**PASSAGE**
++++++++++
University of Oxford unveiled TrustedMDT, a multi-agent AI system designed to assist medical specialists during cancer treatment planning meetings.
Developed in collaboration with technology company Microsoft, the AI tool has been integrated into Microsoft Teams and will be piloted at Oxford University Hospitals NHS Foundation Trust, representing one of the first uses of agentic AI in a clinically realistic tumour board environment.
Multidisciplinary Tumour Board meetings in the UK bring together radiologists, pathologists, surgeons, and oncologists to review diagnostic results and develop treatment plans. Rising caseloads, however, are placing increasing pressure on expert capacity.
Research from Cancer Research UK indicates that teams often spend less than two minutes discussing each patient, with critical information gaps contributing to delays in 7% of cases, which can impact treatment timelines, research opportunities, and clinician workload.
TrustedMDT was designed to address these pressures by automating data synthesis and analysis through three coordinated AI agents.
The Clinical Summarisation Agent reviews electronic health records—including radiology, pathology, and biomarker data—to generate concise tumour-specific summaries. The Cancer Staging Agent evaluates disease progression using international staging standards, while the Treatment Planning Agent produces evidence-based treatment recommendations aligned with professional guidelines.
Together, these agents aim to enhance the efficiency and accuracy of tumour board decision-making.
Dr. Andrew Soltan, Lead Investigator and Specialty Registrar in Medical Oncology at Oxford University Hospitals, explained that traditional chatbots are insufficient for the complexity of oncology, prompting the development of a hierarchical multi-agent system. In this architecture, each agent comprises sub-agents focused on specific data sets and equipped with relevant tools, requiring the system to reason through clinical guidelines and cross-check recommendations against patient histories to reduce errors.
The Oxford team deployed these custom agents within Microsoft Teams using the healthcare agent orchestrator, integrating the AI directly into existing multidisciplinary tumour board workflows.
Dr. Soltan emphasized that the system is designed to support clinical processes without disruption, functioning as a ‘digital collaborator’ that allows clinicians to provide input in real time and review the rationale behind AI-generated recommendations, with final decisions remaining under human control.
++++++++++
**RECORDS SHOWN**
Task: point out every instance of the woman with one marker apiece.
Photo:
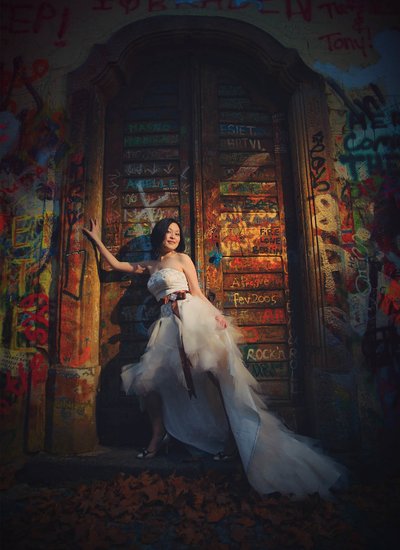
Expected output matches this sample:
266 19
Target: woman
196 387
++++++++++
**TASKS FOR THIS EXERCISE**
a) In the TrustedMDT article, rewrite the part that begins at the words "Dr. Soltan emphasized" and stops after "under human control.", substituting "digital partner" for "digital collaborator".
b) Answer these questions using the TrustedMDT article:
(i) Which technology company worked with the University of Oxford to develop TrustedMDT?
(ii) According to Cancer Research UK, critical information gaps contribute to delays in what percentage of cases?
(iii) Which of the three agents evaluates disease progression using international staging standards?

**ANSWERS TO EACH TASK**
a)
Dr. Soltan emphasized that the system is designed to support clinical processes without disruption, functioning as a ‘digital partner’ that allows clinicians to provide input in real time and review the rationale behind AI-generated recommendations, with final decisions remaining under human control.

b)
(i) Microsoft
(ii) 7%
(iii) The Cancer Staging Agent